EXERCISE ▸ Update the rows from the line with "If it's not too much trouble, could you box the hard" up to and including the line with "[316,118,363,150]" by putting "helmet brim" in place of "hard hat brim" and changing nothing else. Return only those lines.

[Collected data entries]
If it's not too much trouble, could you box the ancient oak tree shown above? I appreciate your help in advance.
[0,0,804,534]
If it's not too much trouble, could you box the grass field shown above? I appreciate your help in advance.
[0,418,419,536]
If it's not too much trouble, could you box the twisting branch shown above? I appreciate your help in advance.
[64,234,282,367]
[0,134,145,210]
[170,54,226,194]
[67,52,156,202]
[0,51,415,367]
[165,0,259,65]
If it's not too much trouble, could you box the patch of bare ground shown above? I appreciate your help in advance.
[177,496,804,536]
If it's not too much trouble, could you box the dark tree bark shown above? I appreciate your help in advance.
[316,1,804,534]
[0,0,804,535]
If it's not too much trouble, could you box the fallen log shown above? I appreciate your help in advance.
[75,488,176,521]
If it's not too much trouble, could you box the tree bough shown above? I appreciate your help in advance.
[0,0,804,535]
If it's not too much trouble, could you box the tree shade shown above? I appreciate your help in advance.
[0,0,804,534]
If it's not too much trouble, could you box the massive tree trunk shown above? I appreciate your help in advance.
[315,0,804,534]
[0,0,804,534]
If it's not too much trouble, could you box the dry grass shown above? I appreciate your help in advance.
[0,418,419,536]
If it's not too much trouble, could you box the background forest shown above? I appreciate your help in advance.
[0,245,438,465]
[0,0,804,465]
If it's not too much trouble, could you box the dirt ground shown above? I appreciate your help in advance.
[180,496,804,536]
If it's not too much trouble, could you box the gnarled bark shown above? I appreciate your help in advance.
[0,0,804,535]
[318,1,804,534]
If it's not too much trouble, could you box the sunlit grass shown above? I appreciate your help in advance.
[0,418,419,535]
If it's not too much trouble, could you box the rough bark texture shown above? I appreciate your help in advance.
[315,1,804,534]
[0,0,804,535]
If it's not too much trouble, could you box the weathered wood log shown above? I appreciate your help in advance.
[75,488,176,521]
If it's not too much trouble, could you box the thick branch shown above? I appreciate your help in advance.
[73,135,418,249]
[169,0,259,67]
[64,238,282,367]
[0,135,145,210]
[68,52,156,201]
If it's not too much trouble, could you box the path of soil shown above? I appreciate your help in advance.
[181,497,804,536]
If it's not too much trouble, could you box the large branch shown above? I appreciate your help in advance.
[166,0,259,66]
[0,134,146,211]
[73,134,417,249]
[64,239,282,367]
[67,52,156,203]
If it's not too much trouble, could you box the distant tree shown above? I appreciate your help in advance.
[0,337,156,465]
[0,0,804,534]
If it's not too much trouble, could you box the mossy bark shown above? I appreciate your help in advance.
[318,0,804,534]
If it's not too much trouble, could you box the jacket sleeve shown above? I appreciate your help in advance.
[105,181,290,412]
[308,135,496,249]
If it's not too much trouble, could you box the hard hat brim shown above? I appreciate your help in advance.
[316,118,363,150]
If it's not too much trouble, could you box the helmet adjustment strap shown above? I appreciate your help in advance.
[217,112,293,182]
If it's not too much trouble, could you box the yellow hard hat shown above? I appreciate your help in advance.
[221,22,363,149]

EXERCISE OUTPUT ▸
If it's not too much trouble, could you box the helmet brim shown above? I appreciate your help in advance.
[316,118,363,150]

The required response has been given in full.